Dataset lines on where objects appear
+---+

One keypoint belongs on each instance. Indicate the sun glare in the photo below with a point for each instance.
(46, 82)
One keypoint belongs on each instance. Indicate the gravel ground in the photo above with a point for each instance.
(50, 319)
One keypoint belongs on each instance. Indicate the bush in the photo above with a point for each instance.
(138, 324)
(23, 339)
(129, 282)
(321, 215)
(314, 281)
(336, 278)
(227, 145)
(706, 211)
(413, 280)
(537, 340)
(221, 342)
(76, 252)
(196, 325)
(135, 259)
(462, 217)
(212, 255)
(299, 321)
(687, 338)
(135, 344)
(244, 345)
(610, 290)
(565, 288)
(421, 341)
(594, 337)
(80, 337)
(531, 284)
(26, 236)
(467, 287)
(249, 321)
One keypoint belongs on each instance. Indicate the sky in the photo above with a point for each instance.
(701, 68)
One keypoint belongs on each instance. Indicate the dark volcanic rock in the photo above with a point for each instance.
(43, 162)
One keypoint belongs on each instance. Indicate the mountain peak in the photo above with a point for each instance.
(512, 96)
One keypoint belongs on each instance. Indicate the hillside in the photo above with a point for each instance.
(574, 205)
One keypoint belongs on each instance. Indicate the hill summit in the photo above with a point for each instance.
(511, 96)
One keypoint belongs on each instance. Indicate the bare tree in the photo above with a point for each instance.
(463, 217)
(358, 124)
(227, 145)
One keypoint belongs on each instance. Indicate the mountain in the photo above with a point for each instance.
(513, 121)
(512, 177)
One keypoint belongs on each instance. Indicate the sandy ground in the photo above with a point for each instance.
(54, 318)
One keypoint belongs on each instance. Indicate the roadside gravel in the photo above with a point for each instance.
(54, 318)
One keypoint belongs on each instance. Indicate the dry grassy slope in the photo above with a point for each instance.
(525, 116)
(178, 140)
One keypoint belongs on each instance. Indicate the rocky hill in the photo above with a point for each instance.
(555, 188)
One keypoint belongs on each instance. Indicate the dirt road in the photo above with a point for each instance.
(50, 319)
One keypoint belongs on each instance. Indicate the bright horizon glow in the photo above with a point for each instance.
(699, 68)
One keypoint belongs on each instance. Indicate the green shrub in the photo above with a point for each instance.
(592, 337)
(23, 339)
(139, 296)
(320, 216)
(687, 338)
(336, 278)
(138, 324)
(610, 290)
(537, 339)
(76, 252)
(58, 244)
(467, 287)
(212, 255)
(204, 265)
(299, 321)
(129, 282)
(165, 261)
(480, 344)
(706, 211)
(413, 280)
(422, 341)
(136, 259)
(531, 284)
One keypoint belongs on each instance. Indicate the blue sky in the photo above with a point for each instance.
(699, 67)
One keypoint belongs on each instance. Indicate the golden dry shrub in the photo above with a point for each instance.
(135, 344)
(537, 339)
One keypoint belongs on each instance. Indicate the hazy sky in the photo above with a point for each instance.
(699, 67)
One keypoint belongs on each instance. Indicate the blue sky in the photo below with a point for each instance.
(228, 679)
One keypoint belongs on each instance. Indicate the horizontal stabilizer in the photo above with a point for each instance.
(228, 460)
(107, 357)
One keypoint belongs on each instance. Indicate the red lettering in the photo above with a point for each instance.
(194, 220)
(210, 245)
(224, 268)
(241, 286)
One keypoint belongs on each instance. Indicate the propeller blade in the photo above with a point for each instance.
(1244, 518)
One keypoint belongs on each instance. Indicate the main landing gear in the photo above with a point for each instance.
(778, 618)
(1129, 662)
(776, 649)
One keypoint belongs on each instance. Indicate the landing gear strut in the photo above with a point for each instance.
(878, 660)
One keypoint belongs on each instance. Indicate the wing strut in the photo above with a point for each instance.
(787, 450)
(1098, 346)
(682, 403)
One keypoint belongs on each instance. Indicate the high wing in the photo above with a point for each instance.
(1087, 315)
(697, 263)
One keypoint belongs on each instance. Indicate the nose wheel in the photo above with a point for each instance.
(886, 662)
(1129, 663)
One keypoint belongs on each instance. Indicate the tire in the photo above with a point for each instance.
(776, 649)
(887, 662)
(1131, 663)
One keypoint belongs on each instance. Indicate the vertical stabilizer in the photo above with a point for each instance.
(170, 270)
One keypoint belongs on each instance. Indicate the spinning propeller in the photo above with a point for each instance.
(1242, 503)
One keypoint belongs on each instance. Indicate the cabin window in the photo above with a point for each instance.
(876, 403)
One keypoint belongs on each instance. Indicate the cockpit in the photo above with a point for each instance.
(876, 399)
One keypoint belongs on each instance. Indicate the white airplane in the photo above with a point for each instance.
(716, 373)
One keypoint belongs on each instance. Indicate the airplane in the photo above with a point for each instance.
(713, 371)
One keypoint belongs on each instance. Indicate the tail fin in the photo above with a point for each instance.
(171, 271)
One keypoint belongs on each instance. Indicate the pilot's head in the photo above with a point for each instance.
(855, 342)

+---+

Can you repeat the part of the lines above that opens with the line containing "One keypoint belongs on each instance. Indicate the tail" and closes with the last line, keeping the lines without coordinates as they are? Rescale every coordinate in it by multiplying it by 0.2 and rounding to a whole number, with halves rounded up.

One keypoint belongs on each instance. Indicate the tail fin in the photo above with a point for each instance.
(34, 54)
One keypoint belongs on each instance. Indicate the pilot's head in the photo above with a point for each instance.
(171, 68)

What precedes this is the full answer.